··· Alıntı metin ···

Bu sözler sessizlikle ve gülümsemeyle karşılandı. Söz konusu hanım
bir süre sonra yine araya girerek aynı cümleleri sarf etti. Ama
yine herhangi bir cevap alamadı. Bu olay dünkü yazımda da
zikrettiğim üzere köşe yazarları Ali Bulaç, Mümtazer Türköne ve
Şahin Alpay’ın, ayrıca hukukçu Ergun Özbudun’un önünde yaşandı.
Dinleyenlerin bu sözlerin içeriğini anlamadıklarını hayal etmek
bile zor. Belki o zamana dek bir ihtimal olarak düşündükleri bir
olay, canlı kanıtıyla karşılarında durmaktaydı. Ama görünen o ki bu
yaşanan da hiçbir etki yaratmadan geçip gitti ve ‘masumların
varlığını yok etmek isteyen hırsızlar’ klişesi etrafa saçılmaya
devam etti.

··· Verilen kayıtlar ···

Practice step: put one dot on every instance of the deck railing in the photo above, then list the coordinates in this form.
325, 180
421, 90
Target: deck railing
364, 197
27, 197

···

## Alıştırma görevi 1
Alıntı metne göre olay kimlerin önünde yaşandı?
## Alıştırma görevi 2
Yukarıdaki kayıtların bütün satırlarını hiçbir değişiklik yapmadan tekrar yazın.

## Sonuç 1
Köşe yazarları Ali Bulaç, Mümtazer Türköne ve Şahin Alpay ile hukukçu Ergun Özbudun'un önünde yaşandı.

## Sonuç 2
Practice step: put one dot on every instance of the deck railing in the photo above, then list the coordinates in this form.
325, 180
421, 90
Target: deck railing
364, 197
27, 197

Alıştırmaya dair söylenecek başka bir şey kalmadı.